● **Document passage**
────────

Metacritic Books

Against The Day
by Thomas Pynchon

ISBN: 159420120X
Penguin Press, 1120 pages, $35.00
Fiction General Literature & Fiction, Historical Fiction
Released 11/21/2006

The reclusive author's first novel in nine years is a massive affair, covering a number of characters (including balloonists, anarchists and scientists) around the globe over a 30-year span beginning in 1893. Did we mention that somebody nearly drowns in mayonnaise?

Overall Metascore

This is an average of all individual scores given by critics, on a scale of 0 (worst) to 100 (best).

68 / 100

Critic Reviews

Outstanding Entertainment Weekly Ken Tucker
Gloriously fizzy.
Outstanding Publishers Weekly
True, beneath the book's jacket lurks the clamor of several novels clawing to get out. But that rushing you hear is the sound of the world, every banana peel and dynamite stick of it, trying to crowd its way in, and succeeding.
Outstanding Boston Globe Mark Feeney
Rich and sweeping, wild and thrilling.
Outstanding Los Angeles Times Christopher Sorrentino
A book this long that amazes even 50% of the time is amazing, and I suspect Pynchon would be the first to suggest we skip the boring parts. Whatever the problems with sheer mechanical execution, Pynchon here offers his most successful and cogent articulation of the concerns that have haunted his work from the start.
Outstanding Washington Post Steven Moore
Not for everybody, perhaps, but those who climb aboard Pynchon's airship will have the ride of their lives. History lesson, mystical quest, utopian dream, experimental metafiction, Marxist melodrama, Marxian comedy -- Against the Day is all of these things and more.
Outstanding Wall Street Journal Alexander Theroux
To read this book with anything like comprehension, a person has to be, like its polymath author, both intellectual and hip, a person mature and profoundly well read and yet something of a true marginal, a word-nerd with the patience of Job. In my charitable estimate that would describe about five out of 500 people that I know.
Outstanding The Globe And Mail [Toronto] Greg Hollingshead
Does it work? Well, first remember that nobody nowadays, not even Don DeLillo, can do what Pynchon is doing here at this level of craft, intelligence and sheer range of knowledge...The result remains extraordinary, but it's at once darker and paler, and less substantial. You could pass your hand through it.

────────

● **Tasks and exercises**
(1) Translate this sentence from the review page into Spanish: "Did we mention that somebody nearly drowns in mayonnaise?"
(2) Extract every line of the records that contains the string "blazer", matching case exactly.
The review page and the records have nothing to do with each other.

────────

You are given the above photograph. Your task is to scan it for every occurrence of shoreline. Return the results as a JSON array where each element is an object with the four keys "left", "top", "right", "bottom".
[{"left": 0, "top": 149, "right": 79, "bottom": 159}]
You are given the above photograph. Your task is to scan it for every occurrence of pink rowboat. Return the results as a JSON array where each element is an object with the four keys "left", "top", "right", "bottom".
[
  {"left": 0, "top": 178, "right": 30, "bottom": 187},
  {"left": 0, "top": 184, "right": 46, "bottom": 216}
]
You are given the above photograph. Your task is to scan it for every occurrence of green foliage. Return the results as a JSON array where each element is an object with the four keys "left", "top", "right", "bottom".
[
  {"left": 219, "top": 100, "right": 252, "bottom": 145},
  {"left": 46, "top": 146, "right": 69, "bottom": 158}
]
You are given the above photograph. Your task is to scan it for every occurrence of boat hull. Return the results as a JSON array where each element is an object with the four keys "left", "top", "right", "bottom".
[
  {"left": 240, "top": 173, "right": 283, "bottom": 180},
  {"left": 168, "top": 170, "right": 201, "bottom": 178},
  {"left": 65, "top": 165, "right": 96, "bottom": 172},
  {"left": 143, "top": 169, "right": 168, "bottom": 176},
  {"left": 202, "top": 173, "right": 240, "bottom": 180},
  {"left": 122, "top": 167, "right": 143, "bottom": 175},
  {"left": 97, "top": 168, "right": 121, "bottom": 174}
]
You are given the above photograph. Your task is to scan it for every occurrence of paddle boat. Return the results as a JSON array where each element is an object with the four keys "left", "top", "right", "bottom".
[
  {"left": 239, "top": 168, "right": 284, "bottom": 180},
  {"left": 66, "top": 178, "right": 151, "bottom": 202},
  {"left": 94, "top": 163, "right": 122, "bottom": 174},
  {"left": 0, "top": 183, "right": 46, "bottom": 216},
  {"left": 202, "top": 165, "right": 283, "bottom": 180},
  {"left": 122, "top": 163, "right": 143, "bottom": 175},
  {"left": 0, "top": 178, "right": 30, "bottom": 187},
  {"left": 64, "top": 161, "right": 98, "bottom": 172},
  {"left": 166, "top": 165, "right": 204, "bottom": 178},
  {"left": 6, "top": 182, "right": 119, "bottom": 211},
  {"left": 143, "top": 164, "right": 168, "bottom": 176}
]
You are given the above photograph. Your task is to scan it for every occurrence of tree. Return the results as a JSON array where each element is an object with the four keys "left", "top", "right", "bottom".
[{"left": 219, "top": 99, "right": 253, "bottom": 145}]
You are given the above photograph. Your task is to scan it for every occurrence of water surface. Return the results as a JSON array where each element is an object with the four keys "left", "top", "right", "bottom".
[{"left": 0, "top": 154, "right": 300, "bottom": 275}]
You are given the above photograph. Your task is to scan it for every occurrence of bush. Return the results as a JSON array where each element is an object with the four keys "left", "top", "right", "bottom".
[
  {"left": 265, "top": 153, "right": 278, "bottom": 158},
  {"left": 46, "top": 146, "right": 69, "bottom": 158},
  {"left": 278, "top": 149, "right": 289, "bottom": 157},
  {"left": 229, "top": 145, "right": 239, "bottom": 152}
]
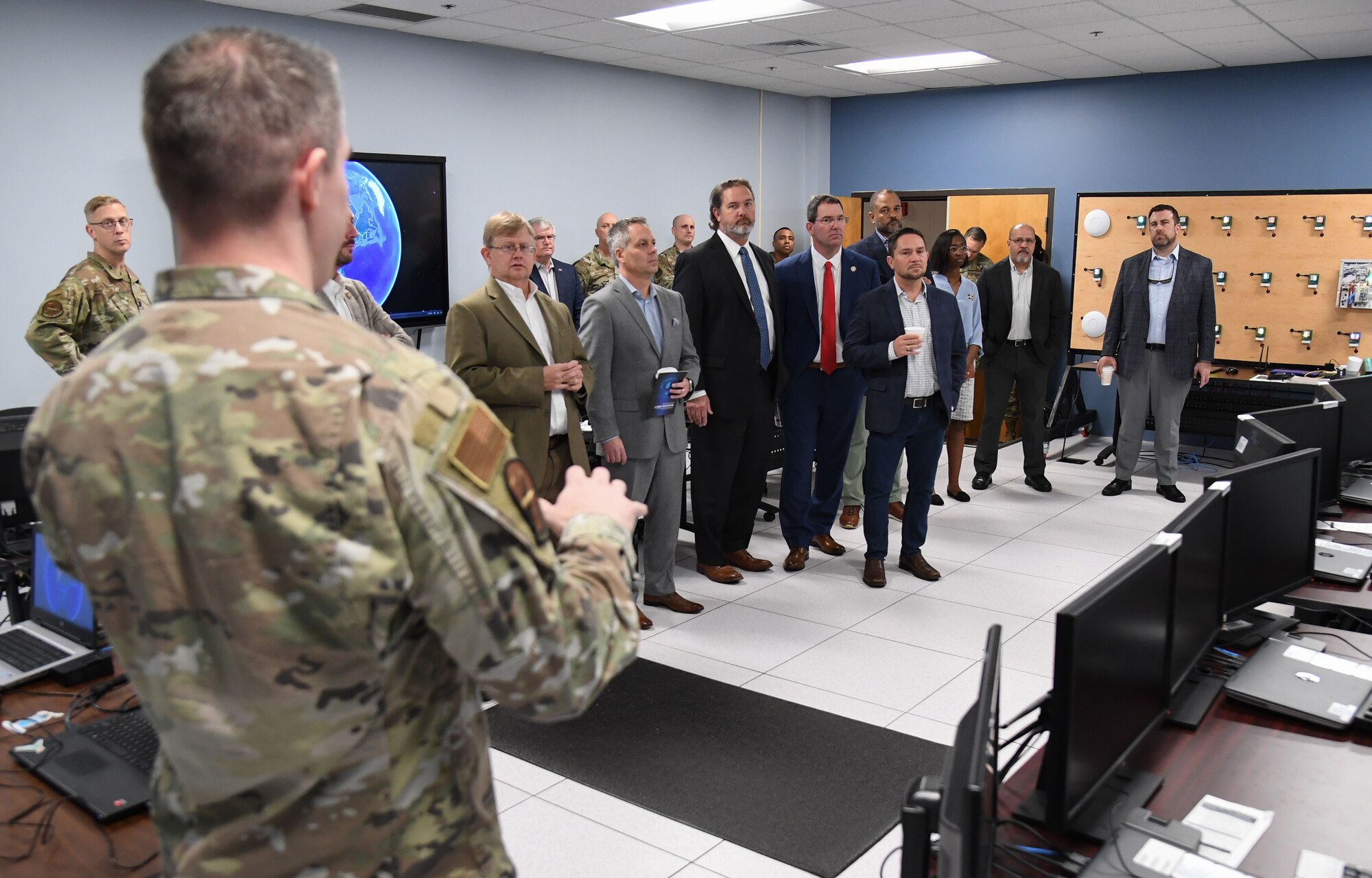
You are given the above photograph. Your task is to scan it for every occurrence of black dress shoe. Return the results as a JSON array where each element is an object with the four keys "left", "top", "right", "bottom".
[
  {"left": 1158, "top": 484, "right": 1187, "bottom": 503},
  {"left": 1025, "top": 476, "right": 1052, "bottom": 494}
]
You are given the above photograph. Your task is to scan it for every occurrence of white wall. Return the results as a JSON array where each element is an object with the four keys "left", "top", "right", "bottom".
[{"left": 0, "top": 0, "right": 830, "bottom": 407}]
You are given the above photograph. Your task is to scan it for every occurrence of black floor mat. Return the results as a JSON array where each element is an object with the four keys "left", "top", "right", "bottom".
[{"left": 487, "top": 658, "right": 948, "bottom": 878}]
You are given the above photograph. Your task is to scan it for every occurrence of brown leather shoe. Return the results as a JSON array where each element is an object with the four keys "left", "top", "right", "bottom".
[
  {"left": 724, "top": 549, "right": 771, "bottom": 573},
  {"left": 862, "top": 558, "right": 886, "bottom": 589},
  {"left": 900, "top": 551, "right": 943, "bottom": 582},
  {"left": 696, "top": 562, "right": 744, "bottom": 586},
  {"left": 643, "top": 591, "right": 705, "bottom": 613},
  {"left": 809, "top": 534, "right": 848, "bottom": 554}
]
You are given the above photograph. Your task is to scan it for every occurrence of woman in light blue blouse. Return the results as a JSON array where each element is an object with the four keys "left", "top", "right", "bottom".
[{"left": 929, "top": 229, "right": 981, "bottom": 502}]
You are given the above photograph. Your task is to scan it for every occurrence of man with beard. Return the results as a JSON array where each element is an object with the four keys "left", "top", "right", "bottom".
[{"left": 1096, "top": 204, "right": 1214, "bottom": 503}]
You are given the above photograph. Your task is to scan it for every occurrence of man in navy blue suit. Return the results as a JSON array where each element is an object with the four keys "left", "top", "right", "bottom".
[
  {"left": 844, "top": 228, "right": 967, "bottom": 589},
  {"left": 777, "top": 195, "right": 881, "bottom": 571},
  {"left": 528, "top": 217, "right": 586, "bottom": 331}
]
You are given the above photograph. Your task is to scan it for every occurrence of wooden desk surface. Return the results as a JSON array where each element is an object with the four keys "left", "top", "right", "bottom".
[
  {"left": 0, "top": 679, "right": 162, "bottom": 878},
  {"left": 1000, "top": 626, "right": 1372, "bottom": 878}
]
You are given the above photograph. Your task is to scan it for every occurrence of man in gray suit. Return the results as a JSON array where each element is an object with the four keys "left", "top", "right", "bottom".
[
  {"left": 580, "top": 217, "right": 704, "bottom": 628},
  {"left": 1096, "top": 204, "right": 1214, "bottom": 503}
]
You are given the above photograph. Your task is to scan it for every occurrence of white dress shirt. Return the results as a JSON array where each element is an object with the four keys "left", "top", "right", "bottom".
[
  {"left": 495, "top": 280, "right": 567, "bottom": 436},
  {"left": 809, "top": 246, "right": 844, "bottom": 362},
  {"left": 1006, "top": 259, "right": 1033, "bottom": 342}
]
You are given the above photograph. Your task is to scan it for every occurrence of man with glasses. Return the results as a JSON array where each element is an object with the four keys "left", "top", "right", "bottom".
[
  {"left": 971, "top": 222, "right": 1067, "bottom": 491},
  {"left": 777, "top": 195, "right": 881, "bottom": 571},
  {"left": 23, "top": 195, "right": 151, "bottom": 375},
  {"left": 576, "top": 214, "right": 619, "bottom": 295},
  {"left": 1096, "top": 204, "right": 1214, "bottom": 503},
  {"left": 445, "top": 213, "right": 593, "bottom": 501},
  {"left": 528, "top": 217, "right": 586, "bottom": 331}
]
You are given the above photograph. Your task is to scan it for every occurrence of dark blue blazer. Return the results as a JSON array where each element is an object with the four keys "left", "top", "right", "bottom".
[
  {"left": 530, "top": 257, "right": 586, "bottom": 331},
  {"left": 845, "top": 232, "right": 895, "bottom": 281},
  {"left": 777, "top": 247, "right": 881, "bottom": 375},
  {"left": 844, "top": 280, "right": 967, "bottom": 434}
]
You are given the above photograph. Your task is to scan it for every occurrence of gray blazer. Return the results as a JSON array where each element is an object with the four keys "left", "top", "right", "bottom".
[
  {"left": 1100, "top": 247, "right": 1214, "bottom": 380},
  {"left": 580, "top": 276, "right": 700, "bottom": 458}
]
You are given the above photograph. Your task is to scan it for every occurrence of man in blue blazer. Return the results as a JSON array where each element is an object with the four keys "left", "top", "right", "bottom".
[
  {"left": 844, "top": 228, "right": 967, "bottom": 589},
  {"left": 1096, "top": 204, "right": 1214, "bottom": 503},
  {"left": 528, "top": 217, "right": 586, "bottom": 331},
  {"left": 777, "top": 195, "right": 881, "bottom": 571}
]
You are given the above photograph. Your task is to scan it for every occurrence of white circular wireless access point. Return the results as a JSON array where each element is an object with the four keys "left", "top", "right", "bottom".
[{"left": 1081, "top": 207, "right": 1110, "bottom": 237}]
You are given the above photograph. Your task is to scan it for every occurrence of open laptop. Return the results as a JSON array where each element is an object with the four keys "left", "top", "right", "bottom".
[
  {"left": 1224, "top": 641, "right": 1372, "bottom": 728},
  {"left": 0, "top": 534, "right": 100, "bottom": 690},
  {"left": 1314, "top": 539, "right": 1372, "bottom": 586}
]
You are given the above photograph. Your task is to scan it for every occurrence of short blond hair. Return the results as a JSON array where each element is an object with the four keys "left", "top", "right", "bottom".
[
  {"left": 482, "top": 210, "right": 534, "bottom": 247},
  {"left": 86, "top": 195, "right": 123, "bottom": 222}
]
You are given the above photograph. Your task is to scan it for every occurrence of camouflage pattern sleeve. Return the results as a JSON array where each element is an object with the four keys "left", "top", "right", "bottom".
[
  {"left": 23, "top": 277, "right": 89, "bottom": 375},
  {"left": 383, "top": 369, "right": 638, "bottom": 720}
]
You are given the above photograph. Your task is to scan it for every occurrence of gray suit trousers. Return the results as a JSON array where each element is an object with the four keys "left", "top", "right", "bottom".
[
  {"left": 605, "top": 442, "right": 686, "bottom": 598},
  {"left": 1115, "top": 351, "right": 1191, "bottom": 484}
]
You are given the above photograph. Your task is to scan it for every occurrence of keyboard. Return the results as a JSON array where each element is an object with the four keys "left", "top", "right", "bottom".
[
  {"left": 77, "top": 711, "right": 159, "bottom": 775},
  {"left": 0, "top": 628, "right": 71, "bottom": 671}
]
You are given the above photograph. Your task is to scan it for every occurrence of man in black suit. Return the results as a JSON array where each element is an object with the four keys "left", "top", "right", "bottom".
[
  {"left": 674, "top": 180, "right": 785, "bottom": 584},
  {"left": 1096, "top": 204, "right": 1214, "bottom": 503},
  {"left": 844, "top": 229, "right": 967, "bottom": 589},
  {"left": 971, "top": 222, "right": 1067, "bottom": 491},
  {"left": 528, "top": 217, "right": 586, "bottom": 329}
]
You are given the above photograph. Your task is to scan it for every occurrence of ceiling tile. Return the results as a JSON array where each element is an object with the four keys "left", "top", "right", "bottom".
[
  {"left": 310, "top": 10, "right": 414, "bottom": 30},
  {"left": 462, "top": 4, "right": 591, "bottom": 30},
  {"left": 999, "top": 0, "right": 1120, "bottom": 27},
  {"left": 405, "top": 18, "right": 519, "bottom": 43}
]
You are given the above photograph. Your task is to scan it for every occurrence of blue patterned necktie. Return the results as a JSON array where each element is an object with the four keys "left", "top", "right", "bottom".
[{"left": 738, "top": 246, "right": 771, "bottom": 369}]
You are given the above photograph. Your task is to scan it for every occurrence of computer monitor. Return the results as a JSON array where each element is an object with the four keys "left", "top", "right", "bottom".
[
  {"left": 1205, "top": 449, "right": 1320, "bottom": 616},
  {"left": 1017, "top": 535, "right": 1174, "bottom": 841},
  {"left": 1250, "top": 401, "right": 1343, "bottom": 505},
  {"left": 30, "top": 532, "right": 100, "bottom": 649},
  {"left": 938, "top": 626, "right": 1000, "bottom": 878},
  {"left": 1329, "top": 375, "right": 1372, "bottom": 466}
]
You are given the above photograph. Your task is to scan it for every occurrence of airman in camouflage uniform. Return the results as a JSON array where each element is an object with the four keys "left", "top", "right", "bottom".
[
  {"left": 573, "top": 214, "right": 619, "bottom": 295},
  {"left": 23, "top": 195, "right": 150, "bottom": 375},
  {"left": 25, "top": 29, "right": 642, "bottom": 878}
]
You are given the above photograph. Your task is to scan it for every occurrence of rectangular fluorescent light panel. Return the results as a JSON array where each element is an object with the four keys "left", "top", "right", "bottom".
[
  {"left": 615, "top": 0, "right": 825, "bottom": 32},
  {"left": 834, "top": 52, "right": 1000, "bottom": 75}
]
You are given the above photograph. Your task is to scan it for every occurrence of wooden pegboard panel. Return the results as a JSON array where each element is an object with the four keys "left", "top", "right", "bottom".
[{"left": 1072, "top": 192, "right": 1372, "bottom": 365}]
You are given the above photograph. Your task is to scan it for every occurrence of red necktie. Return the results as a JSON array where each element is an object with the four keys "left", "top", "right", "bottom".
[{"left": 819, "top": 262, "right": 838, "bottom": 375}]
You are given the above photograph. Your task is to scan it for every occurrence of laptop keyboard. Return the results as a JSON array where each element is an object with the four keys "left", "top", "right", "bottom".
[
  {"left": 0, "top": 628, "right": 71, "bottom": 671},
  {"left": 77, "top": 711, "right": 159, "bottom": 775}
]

────────

● **Complete answers**
(1) ¿Mencionamos que alguien casi se ahoga en mayonesa?

(2)
You are given the above photograph. Your task is to scan it for every occurrence of dark blue blazer. Return the results as a JSON array where each element is an object with the four keys "left", "top", "right", "bottom".
You are given the above photograph. Your task is to scan it for every occurrence of gray blazer. Return the results as a JSON array where each element is an object with the four keys "left", "top", "right", "bottom".
You are given the above photograph. Your task is to scan it for every occurrence of man in blue blazer. Return the results as a JSON array where each element is an object with the four keys "left", "top", "right", "bottom".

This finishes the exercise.